Repeat all the data exactly, and where a record holds a picture, leave that picture out.

Photo-based referring expression data

= = = =

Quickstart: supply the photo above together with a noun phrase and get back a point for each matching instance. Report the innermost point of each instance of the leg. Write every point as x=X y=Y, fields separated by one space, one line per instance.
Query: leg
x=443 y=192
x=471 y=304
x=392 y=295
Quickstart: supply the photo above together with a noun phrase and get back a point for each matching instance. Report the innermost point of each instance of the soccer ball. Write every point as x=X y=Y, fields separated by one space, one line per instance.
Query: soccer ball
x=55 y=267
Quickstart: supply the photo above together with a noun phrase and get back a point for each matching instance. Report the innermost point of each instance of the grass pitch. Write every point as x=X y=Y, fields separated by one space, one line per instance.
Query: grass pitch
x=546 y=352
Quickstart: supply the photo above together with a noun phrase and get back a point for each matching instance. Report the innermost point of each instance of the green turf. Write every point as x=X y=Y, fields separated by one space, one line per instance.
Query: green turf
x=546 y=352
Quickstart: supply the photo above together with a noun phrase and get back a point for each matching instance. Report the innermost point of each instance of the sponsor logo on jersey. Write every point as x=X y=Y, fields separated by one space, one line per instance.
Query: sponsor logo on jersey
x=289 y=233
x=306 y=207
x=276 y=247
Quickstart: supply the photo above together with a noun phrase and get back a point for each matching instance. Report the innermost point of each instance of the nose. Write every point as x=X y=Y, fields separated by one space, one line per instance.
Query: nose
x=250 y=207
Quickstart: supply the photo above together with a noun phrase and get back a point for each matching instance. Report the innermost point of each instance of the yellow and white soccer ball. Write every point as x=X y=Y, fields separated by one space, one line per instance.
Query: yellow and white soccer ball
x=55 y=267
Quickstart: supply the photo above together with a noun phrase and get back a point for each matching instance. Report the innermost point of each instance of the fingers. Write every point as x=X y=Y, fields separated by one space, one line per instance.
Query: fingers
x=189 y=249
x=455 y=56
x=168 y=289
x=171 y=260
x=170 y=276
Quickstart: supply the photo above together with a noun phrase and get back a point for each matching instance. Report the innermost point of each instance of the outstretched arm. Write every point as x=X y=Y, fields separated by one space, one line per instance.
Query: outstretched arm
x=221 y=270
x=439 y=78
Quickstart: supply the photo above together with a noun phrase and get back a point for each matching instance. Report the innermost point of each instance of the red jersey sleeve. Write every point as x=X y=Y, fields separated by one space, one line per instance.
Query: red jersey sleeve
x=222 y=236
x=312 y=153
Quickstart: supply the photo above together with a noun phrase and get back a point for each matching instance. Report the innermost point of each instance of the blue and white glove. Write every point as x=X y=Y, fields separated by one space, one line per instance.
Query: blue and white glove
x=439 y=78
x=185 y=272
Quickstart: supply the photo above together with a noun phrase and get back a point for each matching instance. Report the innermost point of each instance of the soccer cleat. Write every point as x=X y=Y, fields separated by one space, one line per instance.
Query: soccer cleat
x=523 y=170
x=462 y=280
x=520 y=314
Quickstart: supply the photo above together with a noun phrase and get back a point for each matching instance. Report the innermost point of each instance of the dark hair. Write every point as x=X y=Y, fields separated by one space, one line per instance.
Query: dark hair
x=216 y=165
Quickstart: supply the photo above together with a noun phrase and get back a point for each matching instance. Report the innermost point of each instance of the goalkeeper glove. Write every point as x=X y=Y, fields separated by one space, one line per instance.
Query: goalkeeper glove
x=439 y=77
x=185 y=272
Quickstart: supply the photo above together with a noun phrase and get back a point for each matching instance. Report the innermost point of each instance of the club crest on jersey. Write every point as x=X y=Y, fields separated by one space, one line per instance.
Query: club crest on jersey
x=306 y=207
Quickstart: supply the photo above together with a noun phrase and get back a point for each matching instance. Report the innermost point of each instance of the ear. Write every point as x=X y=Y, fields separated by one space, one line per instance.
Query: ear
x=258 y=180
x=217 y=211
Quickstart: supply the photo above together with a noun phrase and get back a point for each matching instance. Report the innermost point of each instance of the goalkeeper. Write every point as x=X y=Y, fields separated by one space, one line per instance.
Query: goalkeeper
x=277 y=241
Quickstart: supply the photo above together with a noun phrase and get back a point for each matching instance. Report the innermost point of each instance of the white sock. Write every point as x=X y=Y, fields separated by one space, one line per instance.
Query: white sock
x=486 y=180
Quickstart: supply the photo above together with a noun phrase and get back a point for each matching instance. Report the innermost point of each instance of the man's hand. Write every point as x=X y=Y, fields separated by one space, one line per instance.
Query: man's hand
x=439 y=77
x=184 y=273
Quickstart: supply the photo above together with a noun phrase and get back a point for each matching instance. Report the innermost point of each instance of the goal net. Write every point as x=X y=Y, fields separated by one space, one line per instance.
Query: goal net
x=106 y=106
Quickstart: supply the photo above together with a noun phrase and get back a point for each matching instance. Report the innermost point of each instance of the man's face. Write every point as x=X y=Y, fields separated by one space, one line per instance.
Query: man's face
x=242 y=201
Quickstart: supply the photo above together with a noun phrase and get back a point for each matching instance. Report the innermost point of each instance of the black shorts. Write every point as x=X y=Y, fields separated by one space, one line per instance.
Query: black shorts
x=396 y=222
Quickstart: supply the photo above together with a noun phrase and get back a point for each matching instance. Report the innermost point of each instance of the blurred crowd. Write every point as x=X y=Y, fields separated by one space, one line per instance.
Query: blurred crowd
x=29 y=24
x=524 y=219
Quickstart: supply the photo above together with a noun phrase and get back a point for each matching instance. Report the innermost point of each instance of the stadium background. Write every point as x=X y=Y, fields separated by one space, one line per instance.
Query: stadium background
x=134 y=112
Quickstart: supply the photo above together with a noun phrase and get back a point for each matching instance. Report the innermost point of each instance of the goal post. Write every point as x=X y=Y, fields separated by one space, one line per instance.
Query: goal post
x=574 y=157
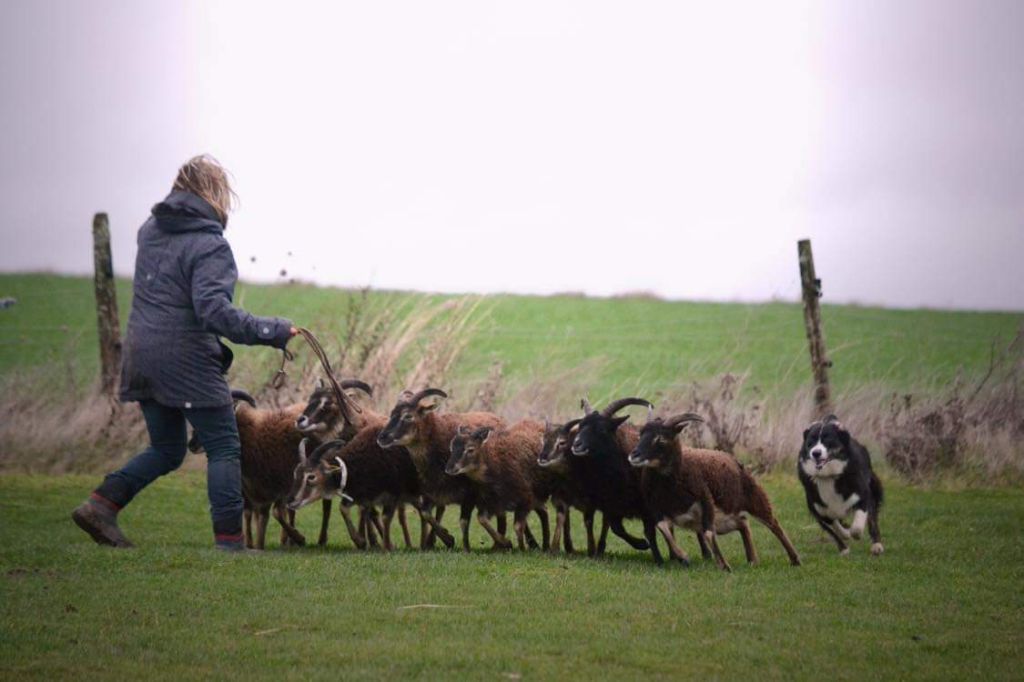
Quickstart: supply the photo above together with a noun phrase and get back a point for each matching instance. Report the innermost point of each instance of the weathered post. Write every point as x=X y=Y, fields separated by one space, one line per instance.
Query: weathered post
x=107 y=306
x=811 y=287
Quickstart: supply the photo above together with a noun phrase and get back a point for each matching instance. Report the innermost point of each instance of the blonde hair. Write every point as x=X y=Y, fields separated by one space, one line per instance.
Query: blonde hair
x=205 y=177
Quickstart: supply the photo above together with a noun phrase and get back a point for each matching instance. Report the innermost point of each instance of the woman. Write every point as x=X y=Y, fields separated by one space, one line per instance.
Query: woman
x=174 y=363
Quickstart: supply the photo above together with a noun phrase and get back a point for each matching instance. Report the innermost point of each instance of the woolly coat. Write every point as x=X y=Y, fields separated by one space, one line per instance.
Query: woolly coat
x=184 y=281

= = = =

**Expected answer:**
Quickstart: supply the photo above together with a noun phrase and get back a point for each matching instance. Report the innermost point of each instance of the leg. Write every point as x=X y=Y, fields separated by one space, one line per instance.
Query: leg
x=443 y=192
x=471 y=304
x=392 y=295
Quickstart: supply the photo above together with a noun phrase and get back a point for each matching instance. Report the innermost point of each instance of the soccer ball. Write every point as x=X y=Y, fields separated by one space, one line per instance.
Query: soccer ball
x=55 y=267
Quickstart: supply the photo above together with a noun phrase and get back a point for each matching instance. Report the innermost point of each instance of the grass pitch. Write every point as x=X y=Y, fields separated by one space, one line per instance.
Query: grass pitch
x=546 y=352
Quickstart: supply the photo above together with a noun phrase and get back a point for each matching instance. Report the innermost point of each instance of the green turf. Write every point as x=X y=Y, fields separated by one space, one line per instance.
Query: green turf
x=546 y=352
Quickstart: supply the photo above together with a noun phrase and get back a point for each matching instance. Report the innermost point of each instance of the sponsor logo on jersey. Write every point as x=X y=Y, fields separated by one space, one line per instance.
Query: sponsor logo on jersey
x=289 y=233
x=306 y=207
x=276 y=247
Quickstart: supply the photo above together with a noun phrase and get back a point for each matching instance. Report the innermost point of each instance of the nose. Write every point as x=X y=Y, fields separated by one space, one line per instance.
Query: nose
x=250 y=207
Quickstart: supply the photo above together with a noun phrase and get back a point for each matching instance. Report the innermost point of each instance of the yellow and white soccer ball. Write every point as x=X y=Y, fields separated by one space, one line per instance.
Query: yellow and white soccer ball
x=55 y=267
Quickstart: supply the photo above together with a noun phrase and get back a point for each matching instance. Report the innermost point of each instance of the fingers. Write every point as x=X y=Y, fields separated by one space, one line per instance.
Query: fingers
x=189 y=249
x=455 y=56
x=168 y=289
x=171 y=260
x=170 y=276
Quickstart: supply the photo above together with a noun phrase and get back a point for each matching instance. Report the innermost point of each instance of the outstretched arm. Write every point as x=X y=Y, fields separated by one space, one line per instance.
Query: outstretched arm
x=221 y=270
x=439 y=78
Quickstart: supply the photo above together with a noun phrase and get back a point for each matching instance. Report the innermost point of each instance of the red jersey sleeve. Write every point as x=X y=Y, fields separated by one space, one line per instance.
Query: red jersey sleeve
x=222 y=236
x=312 y=153
Quickstart: supply the photo above together with a noun phrase and get back a point for each matching instance. Report the innermost point of each instance of the blue and white glove. Write every point as x=X y=Y, fields separated by one space, one line per instance.
Query: blue and white glove
x=439 y=78
x=185 y=272
Quickstart: supply the photo above together with a noun phrase and get back a point for each matching instance. Report the innermost point of each instance of the soccer cleat. Write every point as x=X y=Y, fields separated by one space, one line per instance.
Query: soccer cleat
x=523 y=170
x=462 y=280
x=520 y=314
Quickstart: supply the photo above together with a noun phrase and get back a point for each matching instance. Report the innermost point of each instance of the dark hair. Write every point as x=X y=Y, fields separated by one space, one line per instance.
Query: dark hair
x=216 y=165
Quickstart: supply the photo above together with a noun phrase and get back a point for each matching instance. Report the innermost point of each instance of the goalkeeper glove. Write every point as x=X y=Y, fields separated by one space, one line per instance.
Query: goalkeeper glove
x=439 y=77
x=185 y=272
Quickstart: supply the photo above together with a noun phrase and get back a point for each matching instance. Report the innermost point of each instance of the club crest on jersey. Write every point as x=X y=Y, fields separated by one space, one line per instance.
Query: club crest on jersey
x=306 y=207
Quickstart: supply the photo above together with a noun phrase and get back a point for each matching instance. Report the innermost point of each instance of the ear. Write every point as x=X y=Y, fields separated by one space, one line per instance.
Query: ear
x=258 y=180
x=217 y=211
Quickstart: supply the photo above together with a noun phrase and get back a point for each matching instance. Report the innermost point of each instance of the goalkeeper. Write every point as x=X y=Y, fields separated by one space, one line per instance.
Query: goalkeeper
x=277 y=241
Quickstart: supply the photo above together with a noun phrase and get back a point for each matching instance. Report the innermost point of each instance of the white sock. Write every point as x=X y=Y, fields separated by one space, one line per instance.
Query: white sock
x=486 y=180
Quickstart: supply the photo above together with a noun phrase and get back a point for each matching instance. Report the innermost point of each instance of the man's hand. Write every point as x=X y=Y, fields separated by one space, one line per instance.
Query: man's hand
x=439 y=77
x=184 y=273
Quickstart: supply the photo above together with a noun phrase and get back a point for each matching instance. Report the innermost point of each instance of the goal net. Write every point as x=X y=Y, fields separated by one space, one line per instance.
Query: goal net
x=106 y=106
Quickstart: supply the photo above together with a noun phrase and get back a point for each matching instance. Report the innermost point of each instance of the man's face. Write every point as x=X y=Y, fields separated by one space, one line per instance.
Query: man's face
x=242 y=201
Quickstart: supply the photo above together with a noun phrase and get back a point for each matching instance. Report the innermost point of each instance of the black shorts. Write every point as x=X y=Y, fields separated by one space, one line per instance.
Query: black shorts
x=396 y=222
Quickstart: supply the photo above together with a noun phrase and get back a point for each matching instance. Report the innermost point of each instance of the blurred crowd. Write every point as x=X y=Y, fields separated by one space, one line per instance.
Query: blurred crowd
x=29 y=24
x=524 y=219
Quickstart: supply the photo above together with a noun phrase and get back a point for each matching instance. Report the innermost point of each instance of the stadium background. Write every point as x=X y=Y, fields separated by one space, one line per instance.
Query: stadium background
x=134 y=112
Quickstart: supply the photo above together with a noun phrase and get back a point for each matching instance. Report the innermost point of each instance of the goal post. Write every point as x=X y=Y, fields separated by one space, one line per instance.
Query: goal post
x=574 y=157
Quickstart: supply the photo above together with a noun phrase and get back a point for each matching instance. Report the innermost point of each instance of the weathered post. Write every point as x=X y=Y, fields separated by one space, one line per instance.
Query: weathered post
x=107 y=306
x=811 y=287
Quickstart: supply the photo above together with a noun phrase and get back a point for each matching instance. Report the innermost point of each instance of the blonde hair. Write every point as x=X y=Y, fields separated by one space, one line per instance.
Query: blonde hair
x=205 y=177
Quickstart: supply the photo above together with a noun phrase and get back a point for each matching instance. Report the innermost point of each instance of the woman. Write every point as x=X y=Y, fields separated by one space, one line per instance.
Query: woman
x=174 y=363
Quickstart: supply the photo above together with a noun phrase and get back a point for each matching instance. Report the innermost point of each instance of the woolly coat. Write every point as x=X y=Y, fields separated by one space, one line per instance.
Query: woolly coat
x=184 y=281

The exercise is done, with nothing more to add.